_What is being asked:_ Retype, exactly and only, each line from the one containing "Target: street light pole" to the end of the records below.

==== Data to use

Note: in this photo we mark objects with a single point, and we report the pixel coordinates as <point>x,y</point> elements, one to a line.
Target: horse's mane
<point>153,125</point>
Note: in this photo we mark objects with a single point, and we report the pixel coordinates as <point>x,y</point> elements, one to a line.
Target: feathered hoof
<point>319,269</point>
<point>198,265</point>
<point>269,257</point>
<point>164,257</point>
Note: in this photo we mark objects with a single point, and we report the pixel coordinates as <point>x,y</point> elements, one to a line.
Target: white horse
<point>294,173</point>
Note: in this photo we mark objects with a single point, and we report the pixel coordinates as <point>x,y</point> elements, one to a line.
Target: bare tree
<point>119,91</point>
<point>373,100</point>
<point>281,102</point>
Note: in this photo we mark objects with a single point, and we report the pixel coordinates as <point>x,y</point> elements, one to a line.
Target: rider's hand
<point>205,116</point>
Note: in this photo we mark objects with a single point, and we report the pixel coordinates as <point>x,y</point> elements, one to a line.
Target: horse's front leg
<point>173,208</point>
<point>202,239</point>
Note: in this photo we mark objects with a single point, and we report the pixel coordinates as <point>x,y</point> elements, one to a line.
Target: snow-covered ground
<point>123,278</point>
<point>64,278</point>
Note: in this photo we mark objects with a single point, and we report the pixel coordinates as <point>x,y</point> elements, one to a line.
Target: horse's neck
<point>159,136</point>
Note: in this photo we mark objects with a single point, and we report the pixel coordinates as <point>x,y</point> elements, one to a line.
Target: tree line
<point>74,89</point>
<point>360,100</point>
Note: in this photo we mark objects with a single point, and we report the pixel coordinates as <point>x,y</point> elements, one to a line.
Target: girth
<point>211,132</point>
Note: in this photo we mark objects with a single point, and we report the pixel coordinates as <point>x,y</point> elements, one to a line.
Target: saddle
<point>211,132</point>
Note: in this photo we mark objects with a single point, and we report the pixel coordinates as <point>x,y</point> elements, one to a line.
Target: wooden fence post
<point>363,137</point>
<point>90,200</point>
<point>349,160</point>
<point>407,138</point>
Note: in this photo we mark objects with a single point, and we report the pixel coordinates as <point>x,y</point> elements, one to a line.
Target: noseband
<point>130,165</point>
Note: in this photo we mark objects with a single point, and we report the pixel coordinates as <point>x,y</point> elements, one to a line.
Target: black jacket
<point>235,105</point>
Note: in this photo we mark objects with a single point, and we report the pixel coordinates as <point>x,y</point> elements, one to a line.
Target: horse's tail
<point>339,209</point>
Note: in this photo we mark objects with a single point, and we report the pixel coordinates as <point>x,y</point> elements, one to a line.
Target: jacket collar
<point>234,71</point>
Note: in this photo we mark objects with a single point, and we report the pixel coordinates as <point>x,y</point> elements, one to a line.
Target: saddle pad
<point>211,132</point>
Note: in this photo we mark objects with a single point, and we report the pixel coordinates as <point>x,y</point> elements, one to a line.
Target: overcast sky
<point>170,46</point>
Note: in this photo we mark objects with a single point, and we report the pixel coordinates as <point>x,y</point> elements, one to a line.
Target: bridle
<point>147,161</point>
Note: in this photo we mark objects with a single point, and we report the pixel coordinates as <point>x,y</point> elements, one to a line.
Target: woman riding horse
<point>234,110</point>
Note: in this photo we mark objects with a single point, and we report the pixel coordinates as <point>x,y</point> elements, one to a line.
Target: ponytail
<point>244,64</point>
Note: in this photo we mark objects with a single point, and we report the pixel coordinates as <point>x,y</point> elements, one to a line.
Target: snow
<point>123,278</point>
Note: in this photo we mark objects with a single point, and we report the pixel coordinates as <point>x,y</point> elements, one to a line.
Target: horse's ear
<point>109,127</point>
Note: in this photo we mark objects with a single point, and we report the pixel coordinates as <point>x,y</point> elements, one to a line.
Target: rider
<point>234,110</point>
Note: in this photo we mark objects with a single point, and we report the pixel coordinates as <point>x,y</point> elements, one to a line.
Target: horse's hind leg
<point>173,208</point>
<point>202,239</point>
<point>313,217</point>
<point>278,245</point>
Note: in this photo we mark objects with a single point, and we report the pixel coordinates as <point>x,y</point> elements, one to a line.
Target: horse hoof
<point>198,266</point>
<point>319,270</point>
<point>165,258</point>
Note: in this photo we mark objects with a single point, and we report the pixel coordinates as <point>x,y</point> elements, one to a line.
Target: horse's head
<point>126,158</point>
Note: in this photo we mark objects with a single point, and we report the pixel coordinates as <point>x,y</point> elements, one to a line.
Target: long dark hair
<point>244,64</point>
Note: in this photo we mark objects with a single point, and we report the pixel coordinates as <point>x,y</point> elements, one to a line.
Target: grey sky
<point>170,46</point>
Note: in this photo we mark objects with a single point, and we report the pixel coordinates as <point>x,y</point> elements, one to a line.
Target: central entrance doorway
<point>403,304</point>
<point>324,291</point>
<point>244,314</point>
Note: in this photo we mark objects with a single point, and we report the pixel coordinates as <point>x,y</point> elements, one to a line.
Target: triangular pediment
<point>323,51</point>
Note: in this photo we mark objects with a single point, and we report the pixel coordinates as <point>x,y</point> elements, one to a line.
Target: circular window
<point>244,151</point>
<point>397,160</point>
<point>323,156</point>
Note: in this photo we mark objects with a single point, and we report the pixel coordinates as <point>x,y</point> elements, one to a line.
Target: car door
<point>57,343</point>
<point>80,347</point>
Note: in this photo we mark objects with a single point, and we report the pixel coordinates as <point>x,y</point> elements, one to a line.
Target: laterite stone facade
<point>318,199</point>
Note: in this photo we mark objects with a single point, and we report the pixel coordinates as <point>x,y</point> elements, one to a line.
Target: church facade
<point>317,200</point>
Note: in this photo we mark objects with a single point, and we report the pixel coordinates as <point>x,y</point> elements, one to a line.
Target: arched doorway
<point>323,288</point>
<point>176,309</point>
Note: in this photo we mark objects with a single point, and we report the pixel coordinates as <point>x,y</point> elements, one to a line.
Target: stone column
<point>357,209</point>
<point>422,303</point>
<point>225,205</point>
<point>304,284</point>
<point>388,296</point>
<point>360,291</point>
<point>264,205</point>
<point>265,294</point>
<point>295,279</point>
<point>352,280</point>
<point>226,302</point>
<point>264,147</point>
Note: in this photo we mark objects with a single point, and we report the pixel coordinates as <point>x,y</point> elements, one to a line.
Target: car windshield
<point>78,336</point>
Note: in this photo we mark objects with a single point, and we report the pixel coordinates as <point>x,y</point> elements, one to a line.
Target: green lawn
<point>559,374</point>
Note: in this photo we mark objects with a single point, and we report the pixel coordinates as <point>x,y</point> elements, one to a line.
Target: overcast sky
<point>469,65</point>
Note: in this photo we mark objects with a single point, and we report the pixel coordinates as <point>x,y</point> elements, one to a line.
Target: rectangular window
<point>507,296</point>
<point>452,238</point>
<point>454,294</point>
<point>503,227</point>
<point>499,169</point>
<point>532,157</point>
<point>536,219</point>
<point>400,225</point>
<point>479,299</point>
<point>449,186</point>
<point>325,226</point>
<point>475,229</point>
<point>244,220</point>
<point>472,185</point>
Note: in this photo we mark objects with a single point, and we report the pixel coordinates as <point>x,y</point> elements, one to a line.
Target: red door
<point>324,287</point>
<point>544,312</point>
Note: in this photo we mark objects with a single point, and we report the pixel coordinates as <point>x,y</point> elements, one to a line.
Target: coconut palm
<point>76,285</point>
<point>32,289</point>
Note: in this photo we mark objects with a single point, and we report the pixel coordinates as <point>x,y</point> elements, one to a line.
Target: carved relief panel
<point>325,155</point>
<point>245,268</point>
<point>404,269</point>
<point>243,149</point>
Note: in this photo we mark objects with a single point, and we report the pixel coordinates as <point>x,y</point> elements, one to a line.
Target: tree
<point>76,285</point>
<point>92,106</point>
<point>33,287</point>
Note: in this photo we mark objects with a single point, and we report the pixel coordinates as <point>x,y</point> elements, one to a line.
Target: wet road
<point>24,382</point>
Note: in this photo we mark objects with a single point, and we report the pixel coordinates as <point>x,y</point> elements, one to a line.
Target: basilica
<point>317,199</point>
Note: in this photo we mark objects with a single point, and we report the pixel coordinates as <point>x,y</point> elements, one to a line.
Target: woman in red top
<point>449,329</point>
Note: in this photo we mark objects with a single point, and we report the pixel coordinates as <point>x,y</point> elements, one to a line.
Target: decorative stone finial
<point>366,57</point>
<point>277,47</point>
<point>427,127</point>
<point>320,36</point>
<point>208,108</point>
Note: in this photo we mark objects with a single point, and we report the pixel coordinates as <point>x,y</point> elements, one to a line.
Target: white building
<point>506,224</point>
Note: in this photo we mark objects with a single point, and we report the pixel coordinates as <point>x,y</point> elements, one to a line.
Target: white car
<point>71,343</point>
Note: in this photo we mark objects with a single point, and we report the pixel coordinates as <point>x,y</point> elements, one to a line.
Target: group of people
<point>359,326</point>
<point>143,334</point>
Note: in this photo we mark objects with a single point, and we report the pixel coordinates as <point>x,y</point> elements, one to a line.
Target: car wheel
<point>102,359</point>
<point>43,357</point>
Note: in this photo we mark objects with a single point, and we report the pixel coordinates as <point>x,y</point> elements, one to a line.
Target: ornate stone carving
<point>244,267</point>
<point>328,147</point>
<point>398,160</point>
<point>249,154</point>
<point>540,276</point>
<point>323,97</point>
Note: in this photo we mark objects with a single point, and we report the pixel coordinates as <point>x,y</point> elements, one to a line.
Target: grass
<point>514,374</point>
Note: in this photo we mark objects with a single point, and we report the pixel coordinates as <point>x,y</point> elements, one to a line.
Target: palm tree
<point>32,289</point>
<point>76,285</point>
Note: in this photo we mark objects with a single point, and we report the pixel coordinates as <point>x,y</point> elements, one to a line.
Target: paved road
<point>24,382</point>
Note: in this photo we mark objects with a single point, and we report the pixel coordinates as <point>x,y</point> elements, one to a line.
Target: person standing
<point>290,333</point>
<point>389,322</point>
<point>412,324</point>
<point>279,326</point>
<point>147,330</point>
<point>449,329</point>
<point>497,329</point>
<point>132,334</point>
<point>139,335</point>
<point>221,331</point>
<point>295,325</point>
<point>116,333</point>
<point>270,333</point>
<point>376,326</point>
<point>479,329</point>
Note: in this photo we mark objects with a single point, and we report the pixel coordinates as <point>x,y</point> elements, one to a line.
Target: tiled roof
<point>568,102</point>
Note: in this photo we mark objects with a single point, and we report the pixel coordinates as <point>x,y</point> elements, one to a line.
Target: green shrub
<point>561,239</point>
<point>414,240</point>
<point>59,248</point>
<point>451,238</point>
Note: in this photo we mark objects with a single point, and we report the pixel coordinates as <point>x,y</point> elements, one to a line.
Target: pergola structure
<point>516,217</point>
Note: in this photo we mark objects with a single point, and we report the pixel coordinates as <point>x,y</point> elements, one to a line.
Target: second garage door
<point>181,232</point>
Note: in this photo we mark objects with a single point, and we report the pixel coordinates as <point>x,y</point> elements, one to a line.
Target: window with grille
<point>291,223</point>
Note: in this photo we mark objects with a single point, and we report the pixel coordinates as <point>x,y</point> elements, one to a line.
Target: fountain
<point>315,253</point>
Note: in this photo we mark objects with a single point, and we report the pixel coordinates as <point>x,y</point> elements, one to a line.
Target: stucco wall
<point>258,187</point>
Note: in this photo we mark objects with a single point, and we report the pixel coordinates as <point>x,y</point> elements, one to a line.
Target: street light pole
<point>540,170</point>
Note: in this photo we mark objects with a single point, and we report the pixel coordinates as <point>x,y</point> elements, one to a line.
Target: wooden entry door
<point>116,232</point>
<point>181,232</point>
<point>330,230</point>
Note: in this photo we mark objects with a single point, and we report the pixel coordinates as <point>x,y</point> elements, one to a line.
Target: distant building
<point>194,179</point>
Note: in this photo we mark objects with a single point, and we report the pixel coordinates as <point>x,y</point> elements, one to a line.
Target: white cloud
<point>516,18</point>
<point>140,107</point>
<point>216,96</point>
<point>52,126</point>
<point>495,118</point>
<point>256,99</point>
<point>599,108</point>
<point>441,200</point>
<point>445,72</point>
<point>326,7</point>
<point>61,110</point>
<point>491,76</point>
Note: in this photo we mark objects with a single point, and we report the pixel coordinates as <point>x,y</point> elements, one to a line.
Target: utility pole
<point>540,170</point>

========

_Written solution:_
Target: street light pole
<point>540,170</point>
Note: in this photo we mark objects with a single point, and we report the pixel coordinates as <point>x,y</point> elements, one to a line.
Target: wooden entry door
<point>116,232</point>
<point>181,232</point>
<point>330,230</point>
Note: in this photo we mark objects with a single point, and we report the pixel coordinates as <point>x,y</point> elements, one to a line.
Target: distant building
<point>194,179</point>
Note: in this photo we mark objects with a single point, and we report the pixel coordinates as <point>x,y</point> elements, one to a line.
Target: white cloud
<point>516,18</point>
<point>140,107</point>
<point>216,96</point>
<point>52,126</point>
<point>495,118</point>
<point>256,99</point>
<point>599,108</point>
<point>441,200</point>
<point>445,72</point>
<point>326,7</point>
<point>61,110</point>
<point>491,76</point>
Note: in this photo we mark objects with a single point, and we report the pixel coordinates as <point>x,y</point> elements, one to a line.
Target: utility pole
<point>540,170</point>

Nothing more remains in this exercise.